[Cosa fare] Trascrivi parola per parola, dal testo su Nicolas Bouvier, il passo che si apre con "Insetti e malìe" e si chiude con "per troppa indecenza…!).".

::: Estratto del testo :::

Insetti e malìe fermati da un viaggiatore elvetico. Il tema dell’orrido nei viaggi orientali di Nicolas Bouvier

di Diego Conticello

Quanto il borioso occidentale-medio può essere ignorante sulla gnosi di latitudini ‘altre’ (orientali)? Non ci basta aver letto Hesse, come esserci vantati d’aver squarciato qualsivoglia velo di Maya, o ancora convertiti allo Zen grazie al tomo di turno leggiucchiato tracannando cola e ingurgitando hamburgers. Peggio ancora per osmosi imitativa, oroscopica o cabalistica col “modello” dello star-system che meglio ci aggrada (e qui tralascio per troppa indecenza…!).
A volte è fondamentale prima d’iniziare una lettura, cimentarsi col retro copertina; si potrebbe incappare in frasi del tipo: «Non si viaggia per addobbarsi d’esotismo e di aneddoti come un albero di Natale, ma perché la strada ci spiumi, ci strigli, ci prosciughi». Quest’ultima è la risposta alla quaestio iniziale e ve la fornisce Nicolas Bouvier (Grand-Lancy, 6 marzo 1929 – Ginevra, 17 febbraio 1998), elvetico di lingua francese, pertanto lontanissimo dall’Orelli lumbard che dimorava sul lago di Lugano, o da Fabio Pusterla.
L’isola di Sri Lanka (al secolo Ceylon), fiore emerso da estremi letami da sub-Gange, già di per sé ancestrale alla pupilla del borghese di ponente, viene rivoltata di netto, per essere dipinta a tinte inusitate, sprovviste talvolta del tempo stesso, ma mai delle cornici. Omuncoli dall’anatema facile vi si barcamenano e l’autore ne delinea anche gli aspetti religiosi. Egli sembra rimanere schiacciato da questa allucinata sceneggiatura che – inesorabile – gli corrode l’ipotalamo; ma resiste sul filo dell’oblio nel solo intento d’enarrarla, unico atto con ‘scaturigine’ di vita. Le sue ossessioni si raggrumano in un’aberrante focalizzazione: l’esistenza serrata di repellenti (per questo forse poetiche) varietà entomologiche. Allora si smaschera una vena (arteria?) barocca, e intendo di quel gusto per l’orrido precipuo di un certo barocco ‘faunistico’, dal flusso maggiorato. Sorgono da crepature legnose, per giungere al foglio limpido, termini quali: chitina, elitra, icneumone, scolopendra destanti, nella mente oramai traviata del lettore, un senso di raccapriccio misto a lirismo dato dall’immane distanza (vedi uomo contemporaneo alieno alla natura) coll’empirismo esperienziale.

::: Dati :::

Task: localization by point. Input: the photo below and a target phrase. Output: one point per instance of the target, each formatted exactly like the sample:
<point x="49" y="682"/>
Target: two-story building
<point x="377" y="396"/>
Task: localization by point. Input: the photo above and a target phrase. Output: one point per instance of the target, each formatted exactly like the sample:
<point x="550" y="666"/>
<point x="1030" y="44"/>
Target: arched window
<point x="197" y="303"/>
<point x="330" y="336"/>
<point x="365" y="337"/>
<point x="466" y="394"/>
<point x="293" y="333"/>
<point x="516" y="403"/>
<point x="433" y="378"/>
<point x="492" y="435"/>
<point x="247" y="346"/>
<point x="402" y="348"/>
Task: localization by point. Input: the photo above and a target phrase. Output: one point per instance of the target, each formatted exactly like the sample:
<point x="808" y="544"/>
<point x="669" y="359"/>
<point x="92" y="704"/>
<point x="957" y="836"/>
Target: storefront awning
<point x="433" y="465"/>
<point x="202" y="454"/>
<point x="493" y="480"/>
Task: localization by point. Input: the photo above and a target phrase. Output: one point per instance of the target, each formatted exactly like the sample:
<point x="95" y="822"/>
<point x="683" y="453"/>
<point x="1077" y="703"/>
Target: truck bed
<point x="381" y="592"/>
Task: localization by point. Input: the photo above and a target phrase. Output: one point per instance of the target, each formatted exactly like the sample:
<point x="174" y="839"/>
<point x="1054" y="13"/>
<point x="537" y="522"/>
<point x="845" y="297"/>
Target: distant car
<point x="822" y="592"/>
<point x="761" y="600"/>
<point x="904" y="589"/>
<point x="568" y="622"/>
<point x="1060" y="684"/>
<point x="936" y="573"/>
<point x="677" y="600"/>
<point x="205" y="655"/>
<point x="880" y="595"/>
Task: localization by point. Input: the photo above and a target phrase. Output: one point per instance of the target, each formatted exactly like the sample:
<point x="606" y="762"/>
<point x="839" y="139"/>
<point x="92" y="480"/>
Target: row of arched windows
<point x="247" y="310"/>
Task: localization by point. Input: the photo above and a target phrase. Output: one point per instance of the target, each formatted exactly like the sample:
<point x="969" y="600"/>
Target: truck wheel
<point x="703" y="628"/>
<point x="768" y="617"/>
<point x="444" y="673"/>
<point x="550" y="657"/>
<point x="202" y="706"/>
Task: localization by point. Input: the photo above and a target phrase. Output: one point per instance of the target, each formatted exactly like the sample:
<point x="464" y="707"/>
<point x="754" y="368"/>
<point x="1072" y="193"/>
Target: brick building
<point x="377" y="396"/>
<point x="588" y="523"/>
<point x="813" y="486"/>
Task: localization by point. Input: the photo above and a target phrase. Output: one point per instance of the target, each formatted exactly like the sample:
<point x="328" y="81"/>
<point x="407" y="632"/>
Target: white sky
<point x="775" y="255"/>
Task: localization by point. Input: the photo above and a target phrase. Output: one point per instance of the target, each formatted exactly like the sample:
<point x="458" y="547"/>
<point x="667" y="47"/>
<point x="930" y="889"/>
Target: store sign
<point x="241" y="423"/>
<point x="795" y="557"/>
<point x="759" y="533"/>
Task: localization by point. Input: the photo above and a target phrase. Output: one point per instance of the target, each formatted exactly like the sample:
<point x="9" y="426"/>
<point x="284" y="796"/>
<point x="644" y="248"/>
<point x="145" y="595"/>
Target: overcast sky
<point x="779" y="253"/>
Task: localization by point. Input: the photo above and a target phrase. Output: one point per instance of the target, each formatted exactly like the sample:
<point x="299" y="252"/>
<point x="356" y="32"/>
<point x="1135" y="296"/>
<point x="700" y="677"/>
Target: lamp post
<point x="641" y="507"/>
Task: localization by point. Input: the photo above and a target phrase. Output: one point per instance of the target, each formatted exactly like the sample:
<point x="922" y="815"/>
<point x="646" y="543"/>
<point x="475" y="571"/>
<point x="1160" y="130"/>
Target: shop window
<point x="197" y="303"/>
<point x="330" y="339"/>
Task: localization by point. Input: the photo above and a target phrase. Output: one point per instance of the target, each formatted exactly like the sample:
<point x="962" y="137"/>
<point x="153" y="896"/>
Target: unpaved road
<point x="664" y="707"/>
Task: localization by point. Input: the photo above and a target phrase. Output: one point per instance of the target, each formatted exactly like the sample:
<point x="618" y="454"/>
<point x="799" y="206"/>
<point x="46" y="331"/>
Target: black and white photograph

:::

[Compito svolto]
Insetti e malìe fermati da un viaggiatore elvetico. Il tema dell’orrido nei viaggi orientali di Nicolas Bouvier

di Diego Conticello

Quanto il borioso occidentale-medio può essere ignorante sulla gnosi di latitudini ‘altre’ (orientali)? Non ci basta aver letto Hesse, come esserci vantati d’aver squarciato qualsivoglia velo di Maya, o ancora convertiti allo Zen grazie al tomo di turno leggiucchiato tracannando cola e ingurgitando hamburgers. Peggio ancora per osmosi imitativa, oroscopica o cabalistica col “modello” dello star-system che meglio ci aggrada (e qui tralascio per troppa indecenza…!).